Content starts

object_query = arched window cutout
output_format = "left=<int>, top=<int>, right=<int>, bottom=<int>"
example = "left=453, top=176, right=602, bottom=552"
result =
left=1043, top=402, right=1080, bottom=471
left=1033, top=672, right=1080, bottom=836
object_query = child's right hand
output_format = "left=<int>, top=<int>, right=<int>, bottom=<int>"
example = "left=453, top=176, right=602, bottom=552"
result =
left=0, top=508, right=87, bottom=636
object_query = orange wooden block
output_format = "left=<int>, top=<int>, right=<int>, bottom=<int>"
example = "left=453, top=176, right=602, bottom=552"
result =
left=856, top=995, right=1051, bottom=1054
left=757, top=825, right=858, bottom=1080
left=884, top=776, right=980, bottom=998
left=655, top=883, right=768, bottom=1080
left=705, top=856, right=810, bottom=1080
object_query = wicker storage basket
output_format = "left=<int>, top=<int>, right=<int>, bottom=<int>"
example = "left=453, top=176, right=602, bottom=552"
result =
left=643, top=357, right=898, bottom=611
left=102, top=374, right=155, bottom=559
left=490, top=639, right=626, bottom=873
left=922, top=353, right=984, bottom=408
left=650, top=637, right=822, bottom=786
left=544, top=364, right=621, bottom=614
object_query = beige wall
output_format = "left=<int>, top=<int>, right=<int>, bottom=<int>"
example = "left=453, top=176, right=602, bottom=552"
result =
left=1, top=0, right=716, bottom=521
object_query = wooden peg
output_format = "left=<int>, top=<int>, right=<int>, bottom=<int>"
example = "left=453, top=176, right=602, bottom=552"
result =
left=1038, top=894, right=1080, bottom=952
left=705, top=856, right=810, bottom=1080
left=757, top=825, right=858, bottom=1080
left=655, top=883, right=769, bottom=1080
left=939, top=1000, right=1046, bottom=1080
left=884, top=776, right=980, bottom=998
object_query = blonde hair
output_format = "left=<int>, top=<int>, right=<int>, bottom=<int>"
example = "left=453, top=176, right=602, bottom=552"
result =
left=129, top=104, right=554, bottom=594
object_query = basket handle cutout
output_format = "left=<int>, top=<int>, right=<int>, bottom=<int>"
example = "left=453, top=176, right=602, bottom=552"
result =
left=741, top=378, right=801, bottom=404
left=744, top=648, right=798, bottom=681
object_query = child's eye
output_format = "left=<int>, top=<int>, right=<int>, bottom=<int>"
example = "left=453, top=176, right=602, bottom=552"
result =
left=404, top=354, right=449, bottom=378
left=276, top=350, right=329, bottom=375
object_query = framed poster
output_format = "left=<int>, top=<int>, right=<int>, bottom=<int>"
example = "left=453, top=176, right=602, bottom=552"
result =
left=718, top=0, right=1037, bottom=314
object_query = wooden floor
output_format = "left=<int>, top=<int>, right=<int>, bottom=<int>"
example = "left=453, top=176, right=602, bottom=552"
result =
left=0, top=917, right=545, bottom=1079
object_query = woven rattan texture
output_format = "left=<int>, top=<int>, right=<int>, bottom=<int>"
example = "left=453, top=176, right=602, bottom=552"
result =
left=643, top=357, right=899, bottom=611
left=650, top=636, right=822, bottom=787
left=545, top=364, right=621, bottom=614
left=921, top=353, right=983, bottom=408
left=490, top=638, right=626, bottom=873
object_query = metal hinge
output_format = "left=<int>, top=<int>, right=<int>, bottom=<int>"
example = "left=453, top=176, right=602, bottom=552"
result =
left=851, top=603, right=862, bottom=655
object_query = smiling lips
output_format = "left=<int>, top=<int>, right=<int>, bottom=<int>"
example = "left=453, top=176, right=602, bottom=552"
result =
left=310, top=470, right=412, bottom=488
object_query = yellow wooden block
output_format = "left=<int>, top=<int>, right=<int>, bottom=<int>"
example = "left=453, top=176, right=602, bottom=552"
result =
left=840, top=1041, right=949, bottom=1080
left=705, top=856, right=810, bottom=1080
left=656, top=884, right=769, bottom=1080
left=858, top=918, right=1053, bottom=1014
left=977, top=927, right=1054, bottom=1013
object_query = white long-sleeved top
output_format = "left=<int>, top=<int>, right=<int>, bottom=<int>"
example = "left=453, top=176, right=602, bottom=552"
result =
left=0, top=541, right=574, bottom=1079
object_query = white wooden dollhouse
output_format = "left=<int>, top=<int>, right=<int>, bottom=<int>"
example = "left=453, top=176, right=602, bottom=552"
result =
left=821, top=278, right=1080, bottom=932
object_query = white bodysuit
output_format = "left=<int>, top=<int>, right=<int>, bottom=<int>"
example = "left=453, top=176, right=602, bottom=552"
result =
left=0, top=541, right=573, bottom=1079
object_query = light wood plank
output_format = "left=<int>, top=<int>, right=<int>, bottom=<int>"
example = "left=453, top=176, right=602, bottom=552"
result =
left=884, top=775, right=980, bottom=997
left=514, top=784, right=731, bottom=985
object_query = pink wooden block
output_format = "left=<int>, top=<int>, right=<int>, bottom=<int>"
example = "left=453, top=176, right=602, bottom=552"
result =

Content ends

Task goal: Above are the records; reproduce all of them exactly.

Task result:
object_query = arched window cutout
output_format = "left=<int>, top=<int>, right=<int>, bottom=<int>"
example = "left=453, top=176, right=602, bottom=552"
result =
left=1043, top=402, right=1080, bottom=471
left=1033, top=672, right=1080, bottom=836
object_query = child's right hand
output_format = "left=<int>, top=<int>, right=<int>, bottom=<int>"
example = "left=453, top=176, right=602, bottom=552"
result =
left=0, top=508, right=87, bottom=636
object_query = orange wooden block
output_format = "left=<int>, top=<int>, right=<int>, bottom=<int>"
example = "left=453, top=176, right=602, bottom=552"
result =
left=856, top=995, right=1051, bottom=1054
left=757, top=825, right=858, bottom=1080
left=884, top=776, right=980, bottom=998
left=655, top=883, right=768, bottom=1080
left=705, top=856, right=810, bottom=1080
object_query = wicker storage basket
output_format = "left=<int>, top=<int>, right=<int>, bottom=<int>"
example = "left=453, top=176, right=602, bottom=552"
result =
left=643, top=357, right=898, bottom=611
left=102, top=374, right=155, bottom=559
left=490, top=639, right=626, bottom=873
left=922, top=353, right=984, bottom=408
left=650, top=637, right=822, bottom=786
left=544, top=364, right=621, bottom=614
object_query = beige wall
output_format = "left=<int>, top=<int>, right=<int>, bottom=<int>"
example = "left=453, top=176, right=602, bottom=552"
result =
left=1, top=0, right=716, bottom=521
object_query = wooden peg
output_format = "left=<int>, top=<int>, right=<int>, bottom=<int>"
example = "left=453, top=176, right=602, bottom=552"
result =
left=1038, top=894, right=1080, bottom=952
left=705, top=856, right=810, bottom=1080
left=757, top=825, right=858, bottom=1080
left=655, top=883, right=769, bottom=1080
left=939, top=1000, right=1046, bottom=1080
left=884, top=776, right=980, bottom=998
object_query = blonde hair
output_format = "left=<int>, top=<int>, right=<int>, bottom=<int>"
example = "left=453, top=176, right=602, bottom=552"
result =
left=129, top=104, right=554, bottom=594
object_query = basket handle cutout
output_format = "left=<int>, top=<int>, right=<int>, bottom=<int>"
example = "left=453, top=176, right=602, bottom=552"
result =
left=741, top=378, right=801, bottom=404
left=744, top=648, right=798, bottom=681
object_query = child's eye
output_format = "left=<int>, top=<int>, right=<int>, bottom=<int>"
example = "left=453, top=176, right=602, bottom=552"
result =
left=404, top=354, right=449, bottom=378
left=276, top=350, right=329, bottom=375
object_query = framed poster
output_format = "left=<int>, top=<int>, right=<int>, bottom=<int>"
example = "left=453, top=176, right=602, bottom=552"
result =
left=718, top=0, right=1037, bottom=314
object_query = wooden floor
output_format = "left=<int>, top=<int>, right=<int>, bottom=<int>"
example = "left=453, top=176, right=602, bottom=552"
result =
left=0, top=917, right=545, bottom=1079
object_query = woven rattan texture
output_format = "left=<int>, top=<int>, right=<int>, bottom=<int>"
example = "left=453, top=176, right=602, bottom=552"
result =
left=643, top=357, right=899, bottom=611
left=650, top=636, right=822, bottom=787
left=545, top=364, right=621, bottom=614
left=921, top=353, right=983, bottom=408
left=490, top=638, right=626, bottom=873
object_query = metal hinge
output_format = "left=<int>, top=<int>, right=<int>, bottom=<int>"
example = "left=453, top=176, right=602, bottom=552"
result =
left=851, top=603, right=862, bottom=655
object_query = smiling lips
output_format = "left=<int>, top=<int>, right=<int>, bottom=<int>"
example = "left=453, top=176, right=602, bottom=552"
result =
left=310, top=470, right=412, bottom=488
object_query = yellow wooden block
output_format = "left=<int>, top=<int>, right=<int>, bottom=<int>"
example = "left=453, top=176, right=602, bottom=552"
result =
left=840, top=1041, right=949, bottom=1080
left=705, top=856, right=810, bottom=1080
left=656, top=884, right=769, bottom=1080
left=858, top=918, right=1053, bottom=1014
left=977, top=927, right=1054, bottom=1013
object_query = white long-sleeved top
output_format = "left=<int>, top=<int>, right=<int>, bottom=<int>"
example = "left=453, top=176, right=602, bottom=552"
result =
left=0, top=541, right=574, bottom=1079
object_query = white wooden dollhouse
output_format = "left=<int>, top=<int>, right=<int>, bottom=<int>"
example = "left=453, top=176, right=602, bottom=552"
result =
left=821, top=278, right=1080, bottom=932
object_query = white bodysuit
output_format = "left=<int>, top=<int>, right=<int>, bottom=<int>"
example = "left=453, top=176, right=602, bottom=552"
result =
left=0, top=541, right=573, bottom=1079
object_query = light wood plank
output_format = "left=<int>, top=<int>, right=<int>, bottom=<int>"
example = "left=453, top=176, right=602, bottom=552"
result =
left=884, top=775, right=980, bottom=997
left=514, top=784, right=731, bottom=985
object_query = pink wooden block
output_format = "left=<int>, top=<int>, right=<int>, bottom=<int>"
example = "left=453, top=176, right=602, bottom=552"
result =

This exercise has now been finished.